Home

Gerechtshof Den Haag, 10-03-2020, ECLI:NL:GHDHA:2020:474, BK-19/00503

Gerechtshof Den Haag, 10-03-2020, ECLI:NL:GHDHA:2020:474, BK-19/00503

Gegevens

Instantie
Gerechtshof Den Haag
Datum uitspraak
10 maart 2020
Datum publicatie
18 maart 2020
ECLI
ECLI:NL:GHDHA:2020:474
Formele relaties
Zaaknummer
BK-19/00503

Inhoudsindicatie

Op basis van de informatie inzake de inkomensafhankelijke combinatiekorting (IACK) op de website van de Belastingdienst en na contact met de Belastingtelefoon veronderstelt belanghebbende in aanmerking te komen voor de IACK. Belanghebbende gaat bij het indienen van haar aangifte van deze veronderstelling uit. De Inspecteur corrigeert de IACK en stelt dat belanghebbende niet voldoet aan het vereiste dat het kind van belanghebbende drie gehele dagen per week bij belanghebbende verblijft. Onder een gehele dag dient volgens de Inspecteur een periode van 24 uur te worden verstaan. Het Hof volgt de Inspecteur niet in deze interpretatie en oordeelt dat, nu de wetgever de betekenis van de woorden ‘gehele dagen’ in het criterium ‘op drie gehele dagen per week’ niet heeft ingevuld, deze woorden dienen te worden opgevat overeenkomstig het spraakgebruik. De betekenis die de woorden ‘(ge)hele dagen’ in het spraakgebruik hebben, is afhankelijk van de context waarin die woorden worden gebruikt. In de context van artikel 44b, laatste volzin, URIB 2001 is naar het oordeel van het Hof (ook) sprake van het ‘op drie gehele dagen per week’ in het huishouden verblijven in een geval als het onderhavige, waarin het verblijf op één of meer van die dagen om 7:30 uur of 9:00 uur aanvangt dan wel om 19:30 uur eindigt. Belanghebbende heeft aan de aldus uitgelegde verblijfseis van drie gehele dagen voldaan. Ware dit anders, dan had de Inspecteur op grond van het vertrouwensbeginsel de IACK moeten toepassen aangezien belanghebbende aan een passage over het co-ouderschap op de website van de Belastingdienst het rechtens te honoreren vertrouwen mocht ontlenen dat zij recht had op toepassing van de IACK.

Uitspraak

Team Belastingrecht

meervoudige kamer

nummer BK-19/00503

in het geding tussen:

(gemachtigde: [A] )

en

(vertegenwoordiger: [B] en [C] )

op het hoger beroep van belanghebbende tegen de uitspraak van de rechtbank Den Haag (de Rechtbank) van 28 juni 2019, nummer SGR 18/8282.

Procesverloop

1.1.

Geëxtraheerde gegevens —
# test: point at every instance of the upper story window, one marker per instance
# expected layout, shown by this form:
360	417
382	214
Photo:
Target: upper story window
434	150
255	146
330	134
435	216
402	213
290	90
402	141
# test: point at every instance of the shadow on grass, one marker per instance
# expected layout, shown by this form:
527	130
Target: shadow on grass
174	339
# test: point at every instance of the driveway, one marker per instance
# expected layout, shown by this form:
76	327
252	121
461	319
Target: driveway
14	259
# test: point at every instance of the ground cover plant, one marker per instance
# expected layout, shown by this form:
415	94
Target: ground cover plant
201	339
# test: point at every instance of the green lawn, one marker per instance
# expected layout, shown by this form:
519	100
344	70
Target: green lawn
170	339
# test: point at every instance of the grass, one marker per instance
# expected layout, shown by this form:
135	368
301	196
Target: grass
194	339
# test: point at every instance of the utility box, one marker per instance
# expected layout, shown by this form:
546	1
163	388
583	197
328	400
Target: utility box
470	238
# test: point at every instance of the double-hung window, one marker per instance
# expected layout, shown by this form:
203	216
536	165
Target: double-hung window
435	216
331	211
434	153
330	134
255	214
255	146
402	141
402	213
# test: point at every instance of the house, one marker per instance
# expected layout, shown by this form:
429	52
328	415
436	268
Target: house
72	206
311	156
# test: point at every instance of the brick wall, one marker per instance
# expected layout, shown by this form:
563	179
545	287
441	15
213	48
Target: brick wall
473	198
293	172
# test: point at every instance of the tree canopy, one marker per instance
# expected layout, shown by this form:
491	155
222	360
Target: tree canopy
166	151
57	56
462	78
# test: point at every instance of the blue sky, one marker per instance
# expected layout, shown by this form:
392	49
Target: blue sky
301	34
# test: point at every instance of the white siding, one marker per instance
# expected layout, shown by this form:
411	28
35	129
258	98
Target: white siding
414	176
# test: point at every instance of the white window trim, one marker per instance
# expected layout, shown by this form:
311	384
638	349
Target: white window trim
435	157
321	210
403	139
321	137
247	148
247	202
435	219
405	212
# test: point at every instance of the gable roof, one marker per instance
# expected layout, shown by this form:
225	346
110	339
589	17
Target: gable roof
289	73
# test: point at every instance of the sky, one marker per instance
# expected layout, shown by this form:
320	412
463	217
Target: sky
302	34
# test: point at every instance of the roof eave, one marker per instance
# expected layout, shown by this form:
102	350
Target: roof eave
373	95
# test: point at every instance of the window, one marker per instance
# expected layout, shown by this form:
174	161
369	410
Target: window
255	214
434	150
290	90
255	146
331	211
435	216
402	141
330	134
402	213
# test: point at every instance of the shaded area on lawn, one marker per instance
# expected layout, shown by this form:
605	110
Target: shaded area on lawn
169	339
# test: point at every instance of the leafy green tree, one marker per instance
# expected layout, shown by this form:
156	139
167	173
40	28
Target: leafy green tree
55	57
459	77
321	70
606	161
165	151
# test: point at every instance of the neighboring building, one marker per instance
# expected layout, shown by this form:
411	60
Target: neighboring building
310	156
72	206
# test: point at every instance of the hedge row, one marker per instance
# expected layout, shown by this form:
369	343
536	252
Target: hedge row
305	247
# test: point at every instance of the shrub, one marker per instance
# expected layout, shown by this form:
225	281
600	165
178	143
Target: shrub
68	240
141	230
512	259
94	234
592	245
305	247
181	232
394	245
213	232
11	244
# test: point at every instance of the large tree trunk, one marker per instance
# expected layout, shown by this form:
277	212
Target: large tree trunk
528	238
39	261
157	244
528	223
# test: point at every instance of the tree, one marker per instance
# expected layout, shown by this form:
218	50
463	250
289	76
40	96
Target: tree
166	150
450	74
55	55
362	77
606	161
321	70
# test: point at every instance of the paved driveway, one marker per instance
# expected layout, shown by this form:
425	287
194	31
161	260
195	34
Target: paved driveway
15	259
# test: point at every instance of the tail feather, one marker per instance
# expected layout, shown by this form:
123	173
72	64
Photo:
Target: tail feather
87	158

Uit te voeren opdrachten —
[1] Noem alle kopjes van de velden die in de gerechtelijke uitspraak onder "Gegevens" staan.
[2] Schrijf de gerechtelijke uitspraak verder vanaf het punt waar de geselecteerde tekst ophoudt.

Antwoorden op opdrachten —
[1]
Instantie
Datum uitspraak
Datum publicatie
ECLI
Formele relaties
Zaaknummer

[2]
Aan belanghebbende is voor het jaar 2015 een aanslag in de inkomstenbelasting en premie volksverzekeringen (IB/PVV) opgelegd naar een belastbaar inkomen uit werk en woning van € 27.764 (de aanslag). Bij gelijktijdig gegeven beschikking heeft de Inspecteur € 184 aan belastingrente in rekening gebracht (de beschikking).

1.2.

Belanghebbende heeft tegen de aanslag en de beschikking bezwaar gemaakt. De Inspecteur heeft bij uitspraak op bezwaar met dagtekening 22 oktober 2018 het bezwaar niet-ontvankelijk verklaard, het bezwaar aangemerkt als een verzoek om ambtshalve vermindering en het verzoek afgewezen. Belanghebbende deelt de Inspecteur naar aanleiding van de uitspraak op bezwaar mee dat daarin ten onrechte is vermeld dat belanghebbende niet wenste te worden gehoord, waarbij belanghebbende voorts (nogmaals) verzoekt om een hoorgesprek. Op 13 november 2018 vindt het hoorgesprek plaats. Bij brieven van 22 november 2018 en 27 november 2018 heeft de Inspecteur opnieuw op het bezwaar van belanghebbende beslist. In de brief van 22 november 2018 gaat de Inspecteur in op hetgeen is besproken in het hoorgesprek van 13 november 2018. In de brief van 27 november 2018 overweegt de Inspecteur dat het bezwaar – in afwijking van hetgeen staat in de uitspraak op bezwaar van 22 oktober 2018 – ontvankelijk is, waarna de Inspecteur het bezwaar ongegrond verklaart.

1.3.

Belanghebbende heeft tegen de uitspraak op bezwaar beroep ingesteld bij de Rechtbank. Ter zake van dit beroep is een griffierecht geheven van € 46. De Rechtbank heeft het beroep ongegrond verklaard.

1.4.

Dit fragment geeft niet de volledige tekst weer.